# Walbro 225a carb kit ?



## ajmartin (Oct 18, 2004)

I am having trouble finding a carb kit for this carburetor. The dealer has ordered a carb kit but the diaphram in the kit does not have the "button" attached. 

It's from a a WeedEater UltraTrim.

Has anyone seen this type of gasket/diaphram before?
( see attached photo )

The carb is stamped wa225a.

Thank you.


----------



## geogrubb (Jul 28, 2006)

ajmartin said:


> I am having trouble finding a carb kit for this carburetor. The dealer has ordered a carb kit but the diaphram in the kit does not have the "button" attached.
> 
> It's from a a WeedEater UltraTrim.
> 
> ...

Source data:
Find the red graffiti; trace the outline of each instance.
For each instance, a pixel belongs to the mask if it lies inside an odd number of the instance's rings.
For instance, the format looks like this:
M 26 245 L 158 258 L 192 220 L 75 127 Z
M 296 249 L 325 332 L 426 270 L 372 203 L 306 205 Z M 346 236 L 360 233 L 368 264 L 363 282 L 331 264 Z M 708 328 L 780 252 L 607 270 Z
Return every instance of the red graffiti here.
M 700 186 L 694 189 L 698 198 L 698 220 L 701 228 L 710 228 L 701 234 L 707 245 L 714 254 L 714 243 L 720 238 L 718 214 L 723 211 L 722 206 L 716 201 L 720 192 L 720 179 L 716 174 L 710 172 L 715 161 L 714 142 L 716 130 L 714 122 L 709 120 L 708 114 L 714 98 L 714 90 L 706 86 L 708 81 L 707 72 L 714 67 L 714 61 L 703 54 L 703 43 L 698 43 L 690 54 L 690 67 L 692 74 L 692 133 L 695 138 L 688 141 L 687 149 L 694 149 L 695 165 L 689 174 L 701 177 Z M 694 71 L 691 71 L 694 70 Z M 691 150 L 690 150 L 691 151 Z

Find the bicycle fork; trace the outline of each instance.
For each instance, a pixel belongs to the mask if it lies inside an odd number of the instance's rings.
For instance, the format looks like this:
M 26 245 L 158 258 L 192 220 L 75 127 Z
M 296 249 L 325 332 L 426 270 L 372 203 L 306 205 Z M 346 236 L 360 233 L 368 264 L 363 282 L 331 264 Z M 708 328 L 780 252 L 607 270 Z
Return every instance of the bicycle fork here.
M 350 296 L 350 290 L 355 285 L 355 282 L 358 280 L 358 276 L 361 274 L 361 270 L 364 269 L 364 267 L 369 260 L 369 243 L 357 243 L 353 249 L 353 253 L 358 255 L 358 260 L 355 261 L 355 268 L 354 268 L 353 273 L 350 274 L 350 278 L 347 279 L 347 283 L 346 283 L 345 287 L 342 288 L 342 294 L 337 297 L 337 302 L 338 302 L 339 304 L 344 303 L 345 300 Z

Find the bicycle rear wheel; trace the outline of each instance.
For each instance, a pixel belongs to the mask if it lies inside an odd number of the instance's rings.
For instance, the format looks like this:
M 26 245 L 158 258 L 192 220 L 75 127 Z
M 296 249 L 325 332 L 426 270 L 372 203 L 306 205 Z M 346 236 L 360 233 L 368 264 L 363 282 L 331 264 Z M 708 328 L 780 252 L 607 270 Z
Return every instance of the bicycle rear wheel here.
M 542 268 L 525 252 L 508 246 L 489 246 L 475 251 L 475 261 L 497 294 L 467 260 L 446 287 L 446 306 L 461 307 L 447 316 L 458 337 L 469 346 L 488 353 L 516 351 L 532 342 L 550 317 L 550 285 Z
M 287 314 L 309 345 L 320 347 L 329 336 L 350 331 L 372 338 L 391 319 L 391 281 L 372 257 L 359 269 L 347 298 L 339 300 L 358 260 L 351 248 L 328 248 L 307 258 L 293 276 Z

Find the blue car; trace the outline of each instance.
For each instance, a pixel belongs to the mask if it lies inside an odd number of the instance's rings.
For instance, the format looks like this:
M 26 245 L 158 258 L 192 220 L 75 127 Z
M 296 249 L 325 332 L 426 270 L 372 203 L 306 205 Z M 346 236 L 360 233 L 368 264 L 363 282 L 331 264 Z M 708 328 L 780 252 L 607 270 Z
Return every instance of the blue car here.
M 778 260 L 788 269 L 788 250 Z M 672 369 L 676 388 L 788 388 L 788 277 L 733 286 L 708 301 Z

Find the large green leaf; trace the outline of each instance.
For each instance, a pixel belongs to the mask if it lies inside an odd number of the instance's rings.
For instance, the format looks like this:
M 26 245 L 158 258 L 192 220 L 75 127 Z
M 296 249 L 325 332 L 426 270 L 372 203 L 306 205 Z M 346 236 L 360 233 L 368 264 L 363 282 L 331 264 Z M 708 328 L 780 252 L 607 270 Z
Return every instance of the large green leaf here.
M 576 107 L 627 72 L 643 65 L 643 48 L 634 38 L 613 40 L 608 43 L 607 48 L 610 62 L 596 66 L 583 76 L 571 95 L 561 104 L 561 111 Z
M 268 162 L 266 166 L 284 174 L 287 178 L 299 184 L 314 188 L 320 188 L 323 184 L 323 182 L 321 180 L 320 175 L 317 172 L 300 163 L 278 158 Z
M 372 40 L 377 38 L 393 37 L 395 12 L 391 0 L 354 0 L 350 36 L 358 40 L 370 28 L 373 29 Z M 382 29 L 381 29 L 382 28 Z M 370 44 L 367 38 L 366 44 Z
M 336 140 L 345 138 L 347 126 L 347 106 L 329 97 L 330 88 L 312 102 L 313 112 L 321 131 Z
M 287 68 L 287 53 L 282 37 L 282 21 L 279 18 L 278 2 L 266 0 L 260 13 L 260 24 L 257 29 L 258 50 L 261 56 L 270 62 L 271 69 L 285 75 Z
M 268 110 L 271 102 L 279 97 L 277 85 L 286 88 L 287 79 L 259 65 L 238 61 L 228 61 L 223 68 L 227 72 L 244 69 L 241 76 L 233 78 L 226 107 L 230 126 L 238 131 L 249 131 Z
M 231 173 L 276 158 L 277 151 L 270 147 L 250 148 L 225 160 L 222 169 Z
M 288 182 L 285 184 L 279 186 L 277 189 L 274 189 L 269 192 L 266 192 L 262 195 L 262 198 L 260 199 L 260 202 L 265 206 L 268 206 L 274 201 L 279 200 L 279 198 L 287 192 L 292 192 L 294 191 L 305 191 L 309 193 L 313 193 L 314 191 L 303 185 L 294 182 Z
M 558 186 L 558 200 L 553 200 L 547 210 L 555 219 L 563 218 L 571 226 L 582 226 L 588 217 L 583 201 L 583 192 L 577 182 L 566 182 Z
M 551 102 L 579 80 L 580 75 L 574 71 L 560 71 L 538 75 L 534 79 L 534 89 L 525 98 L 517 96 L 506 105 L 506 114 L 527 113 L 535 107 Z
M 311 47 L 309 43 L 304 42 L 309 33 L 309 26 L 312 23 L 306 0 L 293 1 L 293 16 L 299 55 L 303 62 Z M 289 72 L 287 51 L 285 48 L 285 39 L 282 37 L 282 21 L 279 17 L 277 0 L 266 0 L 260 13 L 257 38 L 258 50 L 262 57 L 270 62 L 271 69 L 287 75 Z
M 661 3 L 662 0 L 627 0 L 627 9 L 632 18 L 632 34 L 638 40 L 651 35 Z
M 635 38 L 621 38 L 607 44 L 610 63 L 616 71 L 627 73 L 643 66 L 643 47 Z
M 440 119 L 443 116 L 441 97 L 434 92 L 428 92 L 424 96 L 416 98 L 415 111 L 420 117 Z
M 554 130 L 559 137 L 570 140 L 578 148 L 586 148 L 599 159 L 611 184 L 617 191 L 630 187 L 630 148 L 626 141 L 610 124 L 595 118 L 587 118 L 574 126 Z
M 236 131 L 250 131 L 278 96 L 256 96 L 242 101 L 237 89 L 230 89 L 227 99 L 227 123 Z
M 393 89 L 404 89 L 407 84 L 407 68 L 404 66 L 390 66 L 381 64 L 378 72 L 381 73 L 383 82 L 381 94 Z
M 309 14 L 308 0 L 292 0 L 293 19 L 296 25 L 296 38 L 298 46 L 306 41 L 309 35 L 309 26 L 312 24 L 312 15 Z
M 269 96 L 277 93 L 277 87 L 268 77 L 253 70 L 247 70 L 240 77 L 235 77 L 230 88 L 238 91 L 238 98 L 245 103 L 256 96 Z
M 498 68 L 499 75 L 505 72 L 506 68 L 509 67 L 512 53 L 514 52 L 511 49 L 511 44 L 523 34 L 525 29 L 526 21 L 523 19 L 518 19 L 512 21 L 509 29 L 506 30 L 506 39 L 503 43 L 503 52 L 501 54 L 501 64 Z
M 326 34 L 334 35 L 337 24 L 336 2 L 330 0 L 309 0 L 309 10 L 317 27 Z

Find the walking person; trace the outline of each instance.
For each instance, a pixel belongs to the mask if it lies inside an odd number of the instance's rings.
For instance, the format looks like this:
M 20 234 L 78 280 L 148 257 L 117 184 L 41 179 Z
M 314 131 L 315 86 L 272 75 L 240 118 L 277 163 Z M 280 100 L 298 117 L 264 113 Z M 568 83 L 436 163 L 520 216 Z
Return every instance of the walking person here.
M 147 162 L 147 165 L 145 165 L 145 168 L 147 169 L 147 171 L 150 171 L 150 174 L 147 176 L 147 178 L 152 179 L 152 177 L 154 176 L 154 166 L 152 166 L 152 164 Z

• _Set of tasks_:
A. Reproduce the carburetor thread from "# Walbro 225a" up to and including "attached photo )", word for word.
B. Answer these questions using the carburetor thread:
(i) What piece of equipment is the carburetor from?
(ii) What is stamped on the carburetor?
(iii) What is missing from the diaphragm in the kit the dealer ordered?
C. Write the next part of the carburetor thread, picking up where it stops.
None of the tasks require the items.

• _Outputs in order_:
A.
# Walbro 225a carb kit ?



## ajmartin (Oct 18, 2004)

I am having trouble finding a carb kit for this carburetor. The dealer has ordered a carb kit but the diaphram in the kit does not have the "button" attached. 

It's from a a WeedEater UltraTrim.

Has anyone seen this type of gasket/diaphram before?
( see attached photo )

B.
(i) A WeedEater UltraTrim.
(ii) wa225a.
(iii) The "button" is not attached.

C.
Here is the link to your carb, Walbro has under Poulan trimmer. Have a good one. Geo
http://wem.walbro.com/walbro/produc...=WA-225-1&GroupName=Trimmer&FamilyName=POULAN


----------



## ajmartin (Oct 18, 2004)

Thanks Geogrubb, the diagram you sent is exactly the one the dealer had. If you notice part #9 the diaphram cover plate is solid, no hole in it for the button on the diaphram.

The dealer is stumped and he also took a picture of my parts.

I just thought I'd use this forum to see if anyone had come across this type before.

I appreciate your help, thanks.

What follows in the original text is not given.